• Work item: Set down all of the records below exactly, please, omitting the images.

• Records supplied:
*** Block opens ***

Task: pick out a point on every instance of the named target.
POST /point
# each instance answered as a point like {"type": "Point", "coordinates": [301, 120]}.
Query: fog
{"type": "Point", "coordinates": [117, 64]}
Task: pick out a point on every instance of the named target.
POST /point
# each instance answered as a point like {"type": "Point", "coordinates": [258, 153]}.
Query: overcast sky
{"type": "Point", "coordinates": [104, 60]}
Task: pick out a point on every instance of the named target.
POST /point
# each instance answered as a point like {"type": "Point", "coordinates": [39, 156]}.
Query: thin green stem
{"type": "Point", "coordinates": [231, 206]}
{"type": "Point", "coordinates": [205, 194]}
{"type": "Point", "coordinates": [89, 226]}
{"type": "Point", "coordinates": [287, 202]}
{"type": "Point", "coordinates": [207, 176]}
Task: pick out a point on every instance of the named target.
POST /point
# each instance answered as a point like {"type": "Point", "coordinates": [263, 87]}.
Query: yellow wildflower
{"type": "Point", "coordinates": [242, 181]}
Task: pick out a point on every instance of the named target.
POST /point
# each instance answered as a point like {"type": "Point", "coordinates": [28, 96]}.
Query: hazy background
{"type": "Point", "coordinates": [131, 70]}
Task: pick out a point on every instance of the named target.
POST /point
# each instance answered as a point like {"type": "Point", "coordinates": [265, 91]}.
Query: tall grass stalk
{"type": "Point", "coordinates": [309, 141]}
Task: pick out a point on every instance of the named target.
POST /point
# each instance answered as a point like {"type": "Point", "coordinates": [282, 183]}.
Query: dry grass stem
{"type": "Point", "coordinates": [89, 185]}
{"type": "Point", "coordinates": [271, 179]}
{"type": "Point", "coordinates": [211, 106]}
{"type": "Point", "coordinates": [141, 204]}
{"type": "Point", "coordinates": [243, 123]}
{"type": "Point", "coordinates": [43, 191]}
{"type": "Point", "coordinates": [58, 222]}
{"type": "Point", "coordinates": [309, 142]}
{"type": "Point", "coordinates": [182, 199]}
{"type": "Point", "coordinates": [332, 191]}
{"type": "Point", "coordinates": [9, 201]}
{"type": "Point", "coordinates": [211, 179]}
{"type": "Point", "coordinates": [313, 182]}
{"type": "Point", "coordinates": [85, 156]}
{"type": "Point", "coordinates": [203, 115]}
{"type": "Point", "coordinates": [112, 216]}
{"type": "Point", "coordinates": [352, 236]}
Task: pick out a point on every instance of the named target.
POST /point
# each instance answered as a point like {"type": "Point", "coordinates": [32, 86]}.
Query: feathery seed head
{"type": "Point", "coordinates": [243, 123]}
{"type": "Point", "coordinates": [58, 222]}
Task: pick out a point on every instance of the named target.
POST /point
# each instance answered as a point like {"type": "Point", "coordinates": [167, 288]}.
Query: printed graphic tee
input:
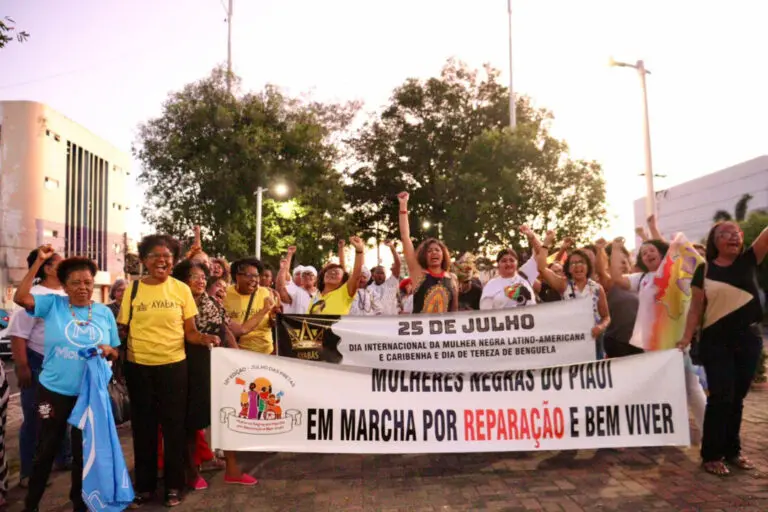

*** Block closes ***

• Solution:
Task: pick out a point on every instance of the named target.
POST /point
# each instance answered as a point like {"type": "Point", "coordinates": [301, 120]}.
Query: fog
{"type": "Point", "coordinates": [117, 64]}
Task: pick out a point on every instance of the named target.
POST /point
# each instance answered as a point like {"type": "Point", "coordinates": [258, 153]}.
Query: overcast sky
{"type": "Point", "coordinates": [104, 60]}
Task: pick out a point on every instance of the named target.
POST /point
# each instance answered as a point like {"type": "Point", "coordinates": [39, 156]}.
Query: thin green stem
{"type": "Point", "coordinates": [231, 206]}
{"type": "Point", "coordinates": [205, 194]}
{"type": "Point", "coordinates": [89, 226]}
{"type": "Point", "coordinates": [287, 202]}
{"type": "Point", "coordinates": [207, 176]}
Task: pick out a point on every instance of the named target.
POST /point
# each instance answered as a point like {"type": "Point", "coordinates": [263, 87]}.
Query: yellow wildflower
{"type": "Point", "coordinates": [242, 181]}
Task: pick out a point on every instance of the named target.
POST /point
# each instance answered as a point like {"type": "Point", "coordinates": [28, 96]}.
Query: hazy background
{"type": "Point", "coordinates": [131, 70]}
Task: pick out a point on every instance of the named target.
POST /point
# each instance answered as a point like {"type": "Point", "coordinates": [265, 91]}.
Query: tall grass stalk
{"type": "Point", "coordinates": [309, 141]}
Task: pick out a point on every instance of the named target.
POST /point
# each instance answered as a point like {"type": "Point", "coordinates": [282, 183]}.
Query: dry grass stem
{"type": "Point", "coordinates": [89, 185]}
{"type": "Point", "coordinates": [271, 179]}
{"type": "Point", "coordinates": [211, 106]}
{"type": "Point", "coordinates": [141, 204]}
{"type": "Point", "coordinates": [243, 123]}
{"type": "Point", "coordinates": [43, 191]}
{"type": "Point", "coordinates": [58, 222]}
{"type": "Point", "coordinates": [309, 142]}
{"type": "Point", "coordinates": [182, 199]}
{"type": "Point", "coordinates": [332, 191]}
{"type": "Point", "coordinates": [9, 201]}
{"type": "Point", "coordinates": [211, 179]}
{"type": "Point", "coordinates": [313, 182]}
{"type": "Point", "coordinates": [85, 156]}
{"type": "Point", "coordinates": [203, 115]}
{"type": "Point", "coordinates": [112, 216]}
{"type": "Point", "coordinates": [352, 236]}
Task: pick out a point on every instance of the named target.
POST /point
# each instance answered as a point like {"type": "Point", "coordinates": [32, 86]}.
Query: feathery seed head
{"type": "Point", "coordinates": [243, 123]}
{"type": "Point", "coordinates": [58, 222]}
Task: pick out a point on every instance of the named target.
POST /point
# each instance answered as a point like {"type": "Point", "coordinates": [167, 288]}.
Query: printed graphic tee
input:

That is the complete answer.